WORK TO COMPLETE: For each line below, print it again exactly as shown.

Records from a data collection:
---+---
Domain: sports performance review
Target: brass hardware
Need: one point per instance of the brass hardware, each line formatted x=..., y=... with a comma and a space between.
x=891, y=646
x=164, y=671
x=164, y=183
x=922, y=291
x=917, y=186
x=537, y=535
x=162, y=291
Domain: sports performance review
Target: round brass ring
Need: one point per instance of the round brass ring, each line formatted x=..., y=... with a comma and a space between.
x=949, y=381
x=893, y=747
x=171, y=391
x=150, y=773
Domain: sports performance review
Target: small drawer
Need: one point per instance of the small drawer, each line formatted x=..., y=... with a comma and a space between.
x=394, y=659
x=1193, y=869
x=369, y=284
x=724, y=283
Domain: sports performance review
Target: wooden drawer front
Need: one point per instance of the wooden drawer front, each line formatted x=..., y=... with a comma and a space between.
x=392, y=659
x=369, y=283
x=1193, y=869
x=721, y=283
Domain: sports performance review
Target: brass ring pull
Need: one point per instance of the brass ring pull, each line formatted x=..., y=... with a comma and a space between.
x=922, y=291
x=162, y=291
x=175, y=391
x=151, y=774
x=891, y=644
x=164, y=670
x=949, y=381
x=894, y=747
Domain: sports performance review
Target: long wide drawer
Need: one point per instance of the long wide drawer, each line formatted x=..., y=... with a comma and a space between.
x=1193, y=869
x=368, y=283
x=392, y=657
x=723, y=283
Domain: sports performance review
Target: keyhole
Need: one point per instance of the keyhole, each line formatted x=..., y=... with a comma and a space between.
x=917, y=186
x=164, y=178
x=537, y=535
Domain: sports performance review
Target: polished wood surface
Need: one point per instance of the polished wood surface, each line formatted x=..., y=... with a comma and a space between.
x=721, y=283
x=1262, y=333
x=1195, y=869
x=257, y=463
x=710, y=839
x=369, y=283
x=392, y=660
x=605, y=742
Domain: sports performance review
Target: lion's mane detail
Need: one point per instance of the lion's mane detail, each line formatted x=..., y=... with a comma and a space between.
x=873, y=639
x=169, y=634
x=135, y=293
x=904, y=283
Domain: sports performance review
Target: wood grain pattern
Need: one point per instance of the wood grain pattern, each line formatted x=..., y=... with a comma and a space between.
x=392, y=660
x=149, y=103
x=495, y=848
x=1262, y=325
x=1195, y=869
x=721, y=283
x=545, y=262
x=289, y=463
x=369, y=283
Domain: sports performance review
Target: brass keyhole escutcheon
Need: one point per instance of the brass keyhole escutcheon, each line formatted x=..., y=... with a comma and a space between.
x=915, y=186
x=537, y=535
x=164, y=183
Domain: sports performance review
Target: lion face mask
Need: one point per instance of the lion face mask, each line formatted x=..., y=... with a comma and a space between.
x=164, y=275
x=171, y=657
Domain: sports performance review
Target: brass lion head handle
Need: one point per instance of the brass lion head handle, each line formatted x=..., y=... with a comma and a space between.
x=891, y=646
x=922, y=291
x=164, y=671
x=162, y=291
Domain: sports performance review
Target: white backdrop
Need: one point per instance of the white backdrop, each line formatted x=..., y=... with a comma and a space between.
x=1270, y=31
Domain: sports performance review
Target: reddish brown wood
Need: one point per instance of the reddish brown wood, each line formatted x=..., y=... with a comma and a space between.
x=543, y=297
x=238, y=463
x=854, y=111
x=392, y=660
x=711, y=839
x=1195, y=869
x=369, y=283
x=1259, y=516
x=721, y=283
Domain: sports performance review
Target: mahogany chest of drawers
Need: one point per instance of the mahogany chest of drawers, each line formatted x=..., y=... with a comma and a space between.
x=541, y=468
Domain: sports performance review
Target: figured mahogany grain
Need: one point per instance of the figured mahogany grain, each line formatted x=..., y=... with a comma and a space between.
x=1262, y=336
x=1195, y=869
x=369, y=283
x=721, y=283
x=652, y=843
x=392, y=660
---+---
RESPONSE TO THE EXERCISE:
Domain: sports performance review
Target: brass hardware
Need: one point per instance of the brass hardware, each line formatted x=..., y=... with a comma and a space between.
x=891, y=646
x=164, y=671
x=164, y=183
x=922, y=291
x=917, y=186
x=537, y=535
x=162, y=291
Domain: sports performance review
Target: round brass ring
Need: one point per instance of the round brass ring, each line formatted x=..., y=... with a comma and a space between.
x=949, y=381
x=893, y=747
x=171, y=391
x=150, y=773
Domain: sports performance review
Target: small drawer
Need: one point per instance of the small drawer, each line formatted x=..., y=... with a comma and a space between.
x=394, y=659
x=1193, y=869
x=369, y=284
x=724, y=283
Domain: sports performance review
Target: wooden drawer front
Need: one point per instance of the wooden drawer front, each line formatted x=..., y=... with a comma and a space between.
x=392, y=659
x=369, y=283
x=1193, y=869
x=721, y=283
Domain: sports performance review
Target: brass ring pull
Need: one point per instance of the brass ring pull, each line formatted x=..., y=... with a comma and a space between.
x=922, y=291
x=162, y=291
x=175, y=391
x=151, y=774
x=891, y=644
x=164, y=670
x=949, y=381
x=894, y=747
Domain: sports performance review
Target: long wide drawer
Need: one point per instance of the long wide drawer, each line formatted x=..., y=... with a comma and a space between.
x=1193, y=869
x=368, y=283
x=392, y=657
x=723, y=283
Domain: sports performance review
Target: keyhole
Need: one point per instance of the keyhole, each line formatted x=..., y=... with a comma and a space between.
x=917, y=186
x=164, y=178
x=537, y=535
Domain: sports performance review
Target: polished wood surface
Need: one point per instance of the polished wood surface, each line formatted x=..., y=... with a comma and a space between.
x=721, y=283
x=1262, y=333
x=1195, y=869
x=257, y=463
x=710, y=839
x=369, y=283
x=392, y=660
x=605, y=742
Domain: sports performance review
Target: lion's mane detail
Need: one point per instance of the lion's mane detail, each line formatted x=..., y=... with a comma and a space between.
x=873, y=639
x=169, y=634
x=135, y=293
x=904, y=283
Domain: sports performance review
Target: wood grain pattern
Need: one point per instance of the wood grain pattern, each line formatted x=..., y=... with a comma and a space between.
x=392, y=660
x=149, y=103
x=495, y=848
x=1262, y=325
x=1195, y=869
x=721, y=283
x=545, y=262
x=289, y=463
x=369, y=283
Domain: sports performance review
Target: brass keyhole escutcheon
Need: one point per instance of the brass keyhole escutcheon, each line formatted x=..., y=... with a comma and a space between.
x=915, y=186
x=537, y=535
x=164, y=183
Domain: sports performance review
Target: lion face mask
Need: one point per instance of the lion face mask, each line formatted x=..., y=... with a comma and a space between.
x=164, y=275
x=171, y=657
Domain: sports performance review
Target: brass lion head handle
Need: one point per instance of the brass lion head handle, each line formatted x=..., y=... with a comma and a space between.
x=891, y=646
x=922, y=291
x=164, y=671
x=162, y=291
Domain: sports performance review
Target: white backdrop
Need: one point per instance of the white backdrop, each line formatted x=..., y=... with a comma and a space between.
x=1270, y=31
Domain: sports performance review
Target: reddish brown wood
Need: one point per instance of the reddish brown wood, each line formatted x=..., y=... with a comma and a space between.
x=543, y=297
x=238, y=463
x=854, y=111
x=392, y=660
x=711, y=839
x=1195, y=869
x=369, y=283
x=1259, y=516
x=721, y=283
Domain: sports performance review
Target: mahogany chest of drawers
Need: one point per instance of the mahogany chest of drawers, each line formatted x=..., y=... with a comma and a space between.
x=541, y=468
Domain: sports performance review
Target: figured mahogany grain
Need: one point per instance of the figured mahogany grain, each line formatted x=..., y=... with a comma and a space between.
x=1262, y=336
x=1195, y=869
x=369, y=283
x=721, y=283
x=652, y=843
x=392, y=660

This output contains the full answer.